(Point localization data)
- - - - -

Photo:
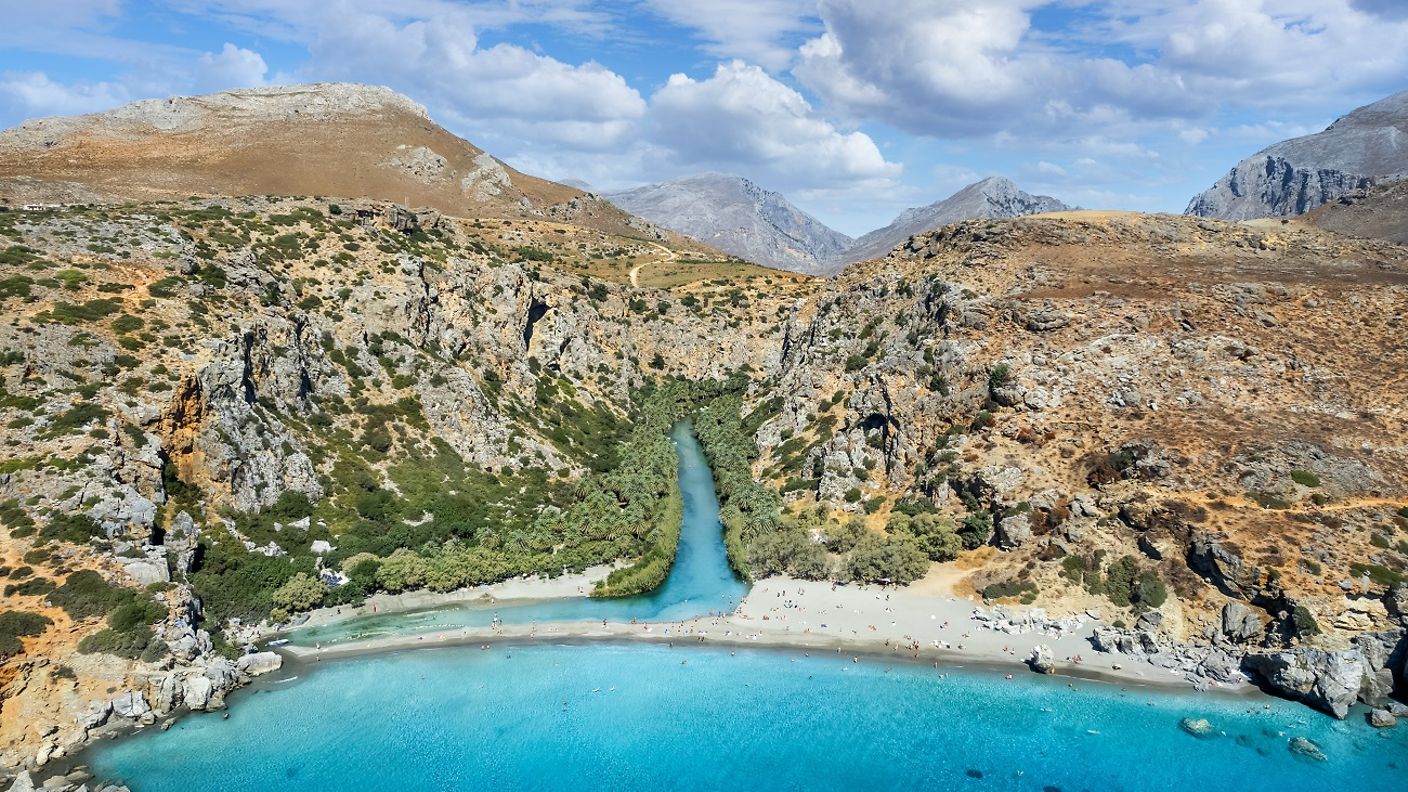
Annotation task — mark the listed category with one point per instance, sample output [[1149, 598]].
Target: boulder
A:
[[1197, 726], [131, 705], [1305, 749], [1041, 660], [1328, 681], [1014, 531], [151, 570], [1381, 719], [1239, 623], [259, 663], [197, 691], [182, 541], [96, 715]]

- - - - -

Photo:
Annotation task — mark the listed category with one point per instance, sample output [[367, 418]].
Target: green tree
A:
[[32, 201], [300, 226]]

- - - - -

▶ What this task involves: Copy each line of the data that contains the word "output", leaving the other lines out.

▶ The completed task:
Annotation task — mark the listed category with one point per instance, sample output [[1149, 598]].
Annotation task — mark the listed category with one point per instance, sample output [[367, 418]].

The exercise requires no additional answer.